■ **REQUIREMENT**
Every line from the one containing "In the picture above, where can the onion" to the one containing "In the picture above, where can the window" in the records below, both included, must be set down exactly, and no other line.

■ **AVAILABLE DATA**
•••

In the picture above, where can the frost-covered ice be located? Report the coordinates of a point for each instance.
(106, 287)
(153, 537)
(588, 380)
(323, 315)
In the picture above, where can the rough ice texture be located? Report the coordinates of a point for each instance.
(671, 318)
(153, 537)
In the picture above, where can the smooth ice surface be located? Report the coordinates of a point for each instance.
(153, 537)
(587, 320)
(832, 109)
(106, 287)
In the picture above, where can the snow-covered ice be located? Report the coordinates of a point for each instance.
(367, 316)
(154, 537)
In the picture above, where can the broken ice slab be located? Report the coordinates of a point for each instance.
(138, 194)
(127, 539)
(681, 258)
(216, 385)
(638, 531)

•••

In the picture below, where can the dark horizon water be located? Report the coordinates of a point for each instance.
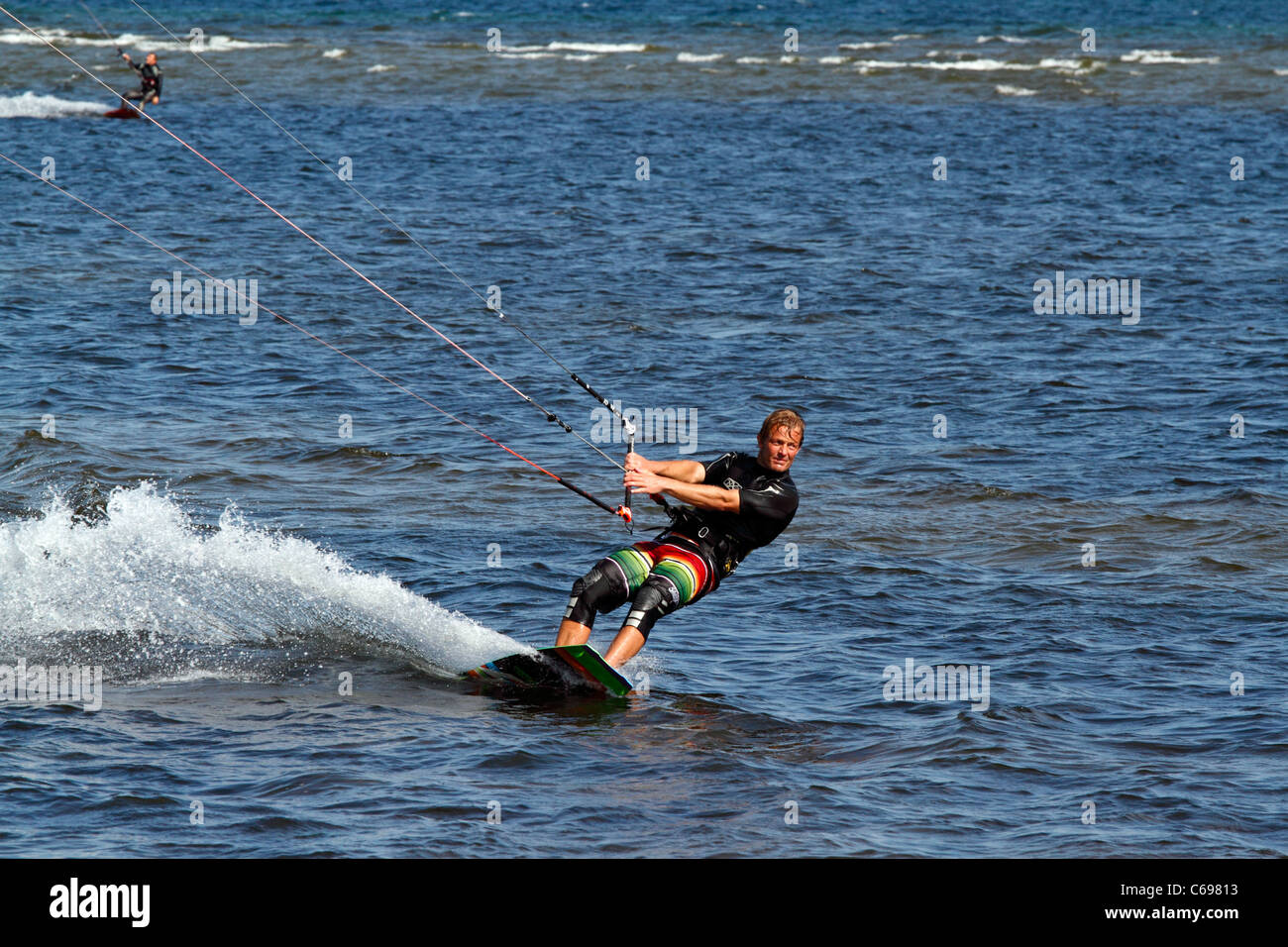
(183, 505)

•••

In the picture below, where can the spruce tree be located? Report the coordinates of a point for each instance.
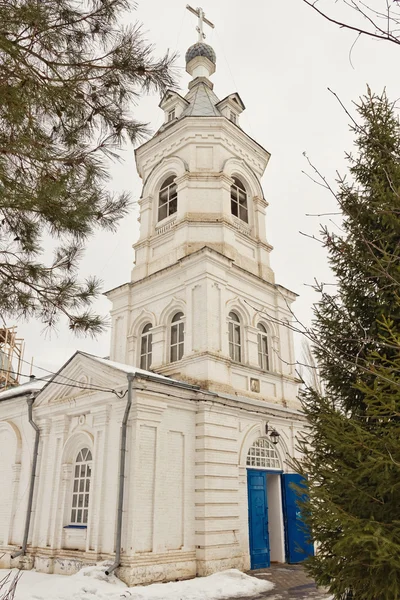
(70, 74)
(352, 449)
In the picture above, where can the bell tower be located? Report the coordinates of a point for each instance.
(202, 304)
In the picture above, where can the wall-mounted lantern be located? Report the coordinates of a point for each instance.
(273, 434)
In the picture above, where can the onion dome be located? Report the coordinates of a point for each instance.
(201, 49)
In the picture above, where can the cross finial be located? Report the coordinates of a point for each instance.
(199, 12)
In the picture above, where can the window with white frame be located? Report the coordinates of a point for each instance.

•••

■ **WRITTEN RESPONSE**
In the picture above, where can the onion dome be located? Report the coordinates of a point for each instance.
(201, 49)
In the picture above, where can the cross finial be located? Report the coordinates of a point for each instance.
(199, 12)
In the picture above, where can the window with white frame be located? Report the coordinates of a point for each instance.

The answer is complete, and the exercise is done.